Text for analysis below:
Tender coconut water and the soft creamy flesh are particular favourites in our hot and humid summers. The coconut and coconut milk are used in traditional cooking. Coconut oil is the traditional cooking fat in Kerala cuisine. It is also an excellent hair and skin conditioner. Every Keralite knows and swears by the medicinal properties of virgin coconut oil. Ayurvedic practitioners have long used coconut oil extensively in Ayurveda for its medicinal and rejuvenating qualities.
A burfi is a squarish or diamond shaped bite sized Indian confection. There are hundreds of varieties of burfi made across India. Burfis are generally festive or celebratory fare and comes in a mind boggling variety of flavours and colours depending on which part of India one is in. Most of them feature making a thick sugar syrup which binds and sets the ingredients to a fudge like consistency.
Typically, this Burfi should be quite well set but not hard. The fresh coconut makes it quite juicy when eaten. You could try making it with dry unsweetened coconut, but I can’t guarantee good results. There is no substitute for fresh coconut in this recipe. Thengai Burfi or Coconut Fudge is traditionally made only with coconut, sugar and water. More modern recipes include, non-traditional flavours, colour, nuts, etc.
This post has been updated with text and photography since it was first published in September, 2009.
End of Text for analysis.
Dataset excerpts below:
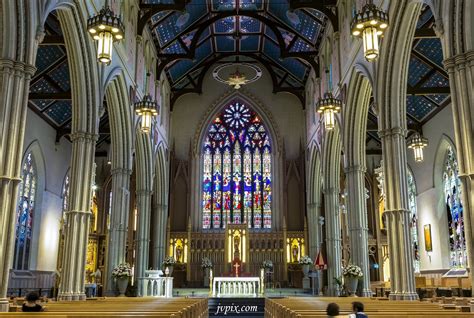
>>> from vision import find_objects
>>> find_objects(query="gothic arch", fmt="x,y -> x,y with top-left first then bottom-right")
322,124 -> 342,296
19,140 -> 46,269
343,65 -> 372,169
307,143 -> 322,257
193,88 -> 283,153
End of Dataset excerpts.
Dataset excerpts below:
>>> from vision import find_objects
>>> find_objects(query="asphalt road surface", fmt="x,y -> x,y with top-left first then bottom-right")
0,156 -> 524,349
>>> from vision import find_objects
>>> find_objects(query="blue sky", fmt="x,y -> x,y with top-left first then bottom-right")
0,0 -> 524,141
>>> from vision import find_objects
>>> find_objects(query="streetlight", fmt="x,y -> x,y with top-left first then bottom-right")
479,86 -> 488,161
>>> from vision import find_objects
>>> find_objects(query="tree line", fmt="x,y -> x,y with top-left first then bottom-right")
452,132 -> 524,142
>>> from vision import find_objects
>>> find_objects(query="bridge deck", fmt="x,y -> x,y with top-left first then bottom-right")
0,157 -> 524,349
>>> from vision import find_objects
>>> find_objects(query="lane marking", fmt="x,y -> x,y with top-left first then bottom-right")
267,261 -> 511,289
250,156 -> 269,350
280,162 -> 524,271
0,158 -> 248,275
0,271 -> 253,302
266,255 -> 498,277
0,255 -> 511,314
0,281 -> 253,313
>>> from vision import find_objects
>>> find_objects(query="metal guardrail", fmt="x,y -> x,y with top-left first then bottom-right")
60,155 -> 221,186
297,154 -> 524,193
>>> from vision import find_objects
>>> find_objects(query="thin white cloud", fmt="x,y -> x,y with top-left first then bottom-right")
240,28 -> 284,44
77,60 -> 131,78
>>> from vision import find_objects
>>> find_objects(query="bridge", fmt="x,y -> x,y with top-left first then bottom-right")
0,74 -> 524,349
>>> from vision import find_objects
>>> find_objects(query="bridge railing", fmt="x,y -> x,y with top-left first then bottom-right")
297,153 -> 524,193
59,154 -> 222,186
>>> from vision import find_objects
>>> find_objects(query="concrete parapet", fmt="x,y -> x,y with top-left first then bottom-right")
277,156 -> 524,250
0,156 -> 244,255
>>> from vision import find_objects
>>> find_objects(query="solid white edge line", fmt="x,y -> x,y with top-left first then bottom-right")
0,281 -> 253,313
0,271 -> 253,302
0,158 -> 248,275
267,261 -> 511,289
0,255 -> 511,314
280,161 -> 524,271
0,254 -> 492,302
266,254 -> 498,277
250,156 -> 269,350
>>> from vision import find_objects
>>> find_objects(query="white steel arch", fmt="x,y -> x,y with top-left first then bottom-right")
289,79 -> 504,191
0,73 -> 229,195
End of Dataset excerpts.
**What you need to do:**
Do the following statements agree with the text on coconut and burfi? For each, answer yes or no and quote the words from the text that decide it.
1. Coconut oil is the traditional cooking fat in Kerala cuisine.
2. Thengai Burfi is traditionally made with nuts and added color.
3. Most burfis rely on a thick sugar syrup to bind and set the ingredients.

**Solution to the problem:**
1. Yes: "Coconut oil is the traditional cooking fat in Kerala cuisine."
2. No: "Thengai Burfi or Coconut Fudge is traditionally made only with coconut, sugar and water."
3. Yes: "Most of them feature making a thick sugar syrup which binds and sets the ingredients to a fudge like consistency."